__Dataset extract__:
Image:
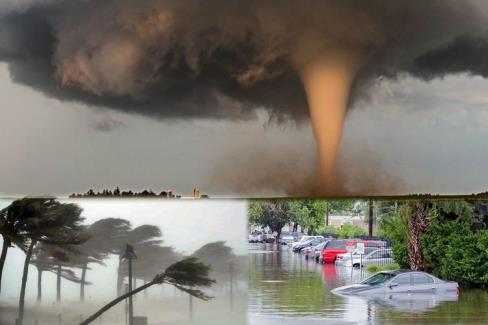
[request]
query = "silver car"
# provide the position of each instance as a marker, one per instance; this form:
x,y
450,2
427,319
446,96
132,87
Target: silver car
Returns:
x,y
398,281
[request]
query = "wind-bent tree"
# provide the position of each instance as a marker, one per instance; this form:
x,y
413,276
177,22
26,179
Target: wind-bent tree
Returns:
x,y
11,236
43,220
185,275
105,238
145,235
151,258
218,255
54,259
271,213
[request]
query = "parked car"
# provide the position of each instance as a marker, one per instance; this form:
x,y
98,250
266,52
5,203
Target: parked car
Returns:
x,y
315,251
268,238
380,257
335,247
344,259
300,241
256,236
314,240
399,281
297,235
286,238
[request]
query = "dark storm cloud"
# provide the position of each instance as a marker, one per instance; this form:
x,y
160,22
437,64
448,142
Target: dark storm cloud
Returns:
x,y
107,124
222,59
464,54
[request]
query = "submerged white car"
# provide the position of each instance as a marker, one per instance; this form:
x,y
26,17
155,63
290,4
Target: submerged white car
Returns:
x,y
398,281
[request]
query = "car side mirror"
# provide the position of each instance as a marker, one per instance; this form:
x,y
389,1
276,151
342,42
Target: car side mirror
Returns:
x,y
392,285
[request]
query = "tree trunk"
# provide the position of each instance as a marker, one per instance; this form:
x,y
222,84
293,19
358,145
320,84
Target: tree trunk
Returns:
x,y
82,284
417,224
145,291
370,218
39,285
20,319
326,213
115,302
3,257
278,236
58,284
119,279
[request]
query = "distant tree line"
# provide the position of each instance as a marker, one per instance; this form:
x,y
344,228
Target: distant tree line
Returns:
x,y
118,193
312,215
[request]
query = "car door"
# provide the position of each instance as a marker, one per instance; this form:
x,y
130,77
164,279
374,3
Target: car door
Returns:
x,y
422,284
371,258
400,284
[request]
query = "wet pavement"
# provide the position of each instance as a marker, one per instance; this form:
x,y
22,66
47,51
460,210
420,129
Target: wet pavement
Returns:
x,y
284,288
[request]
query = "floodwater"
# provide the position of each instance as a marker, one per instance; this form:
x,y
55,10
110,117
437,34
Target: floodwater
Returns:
x,y
284,288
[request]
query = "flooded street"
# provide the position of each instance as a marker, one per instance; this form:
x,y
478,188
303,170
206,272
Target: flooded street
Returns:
x,y
285,288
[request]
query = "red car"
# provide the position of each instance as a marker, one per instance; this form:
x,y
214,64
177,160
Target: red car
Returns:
x,y
334,247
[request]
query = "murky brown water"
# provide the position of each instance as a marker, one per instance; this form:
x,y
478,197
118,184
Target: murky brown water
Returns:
x,y
284,288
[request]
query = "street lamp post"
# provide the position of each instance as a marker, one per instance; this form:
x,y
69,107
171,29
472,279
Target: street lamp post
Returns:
x,y
130,254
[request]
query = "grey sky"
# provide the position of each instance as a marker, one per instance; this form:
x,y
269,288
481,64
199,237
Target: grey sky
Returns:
x,y
210,221
427,136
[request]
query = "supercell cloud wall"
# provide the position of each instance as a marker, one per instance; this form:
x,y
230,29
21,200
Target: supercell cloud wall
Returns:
x,y
223,59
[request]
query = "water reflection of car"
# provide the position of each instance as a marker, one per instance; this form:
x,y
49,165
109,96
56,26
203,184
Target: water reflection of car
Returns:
x,y
315,240
256,236
388,283
417,302
372,255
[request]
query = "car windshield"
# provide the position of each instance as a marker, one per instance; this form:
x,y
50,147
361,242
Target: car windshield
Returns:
x,y
378,278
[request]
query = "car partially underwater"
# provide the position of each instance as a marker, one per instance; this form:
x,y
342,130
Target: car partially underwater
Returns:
x,y
387,283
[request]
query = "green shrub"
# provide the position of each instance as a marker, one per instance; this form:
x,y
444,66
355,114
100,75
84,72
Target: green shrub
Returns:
x,y
350,231
455,252
323,229
396,229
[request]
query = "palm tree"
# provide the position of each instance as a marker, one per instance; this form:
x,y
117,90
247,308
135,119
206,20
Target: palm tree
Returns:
x,y
106,236
11,235
151,258
216,254
58,260
43,220
147,235
417,224
184,275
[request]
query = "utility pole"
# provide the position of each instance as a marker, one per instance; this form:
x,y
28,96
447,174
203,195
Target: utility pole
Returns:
x,y
326,213
231,271
130,254
370,218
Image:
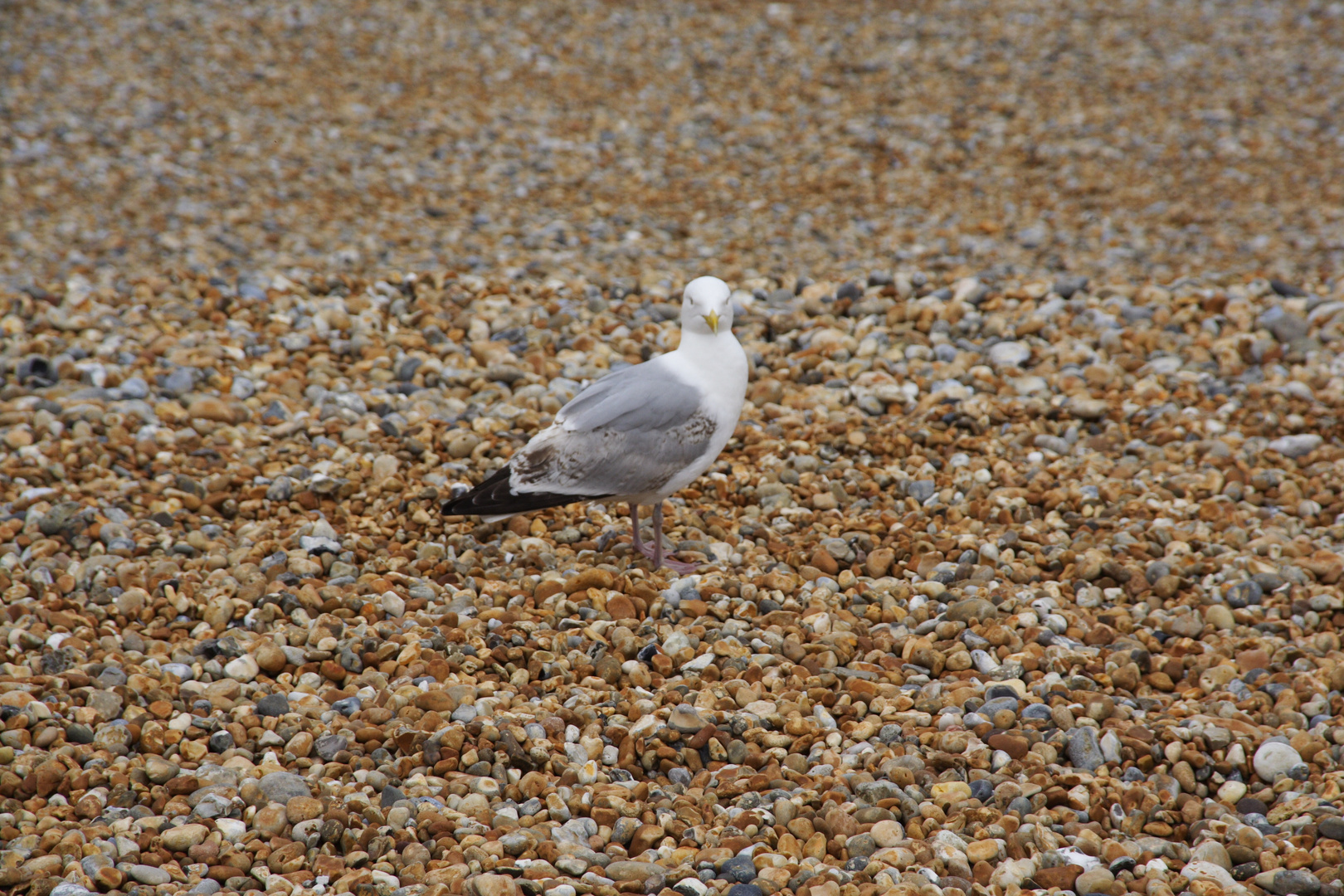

__What the exercise asks__: The lines above that hold the word "pole" should be found and copied out.

__Result__:
query = "utility pole"
Target: utility pole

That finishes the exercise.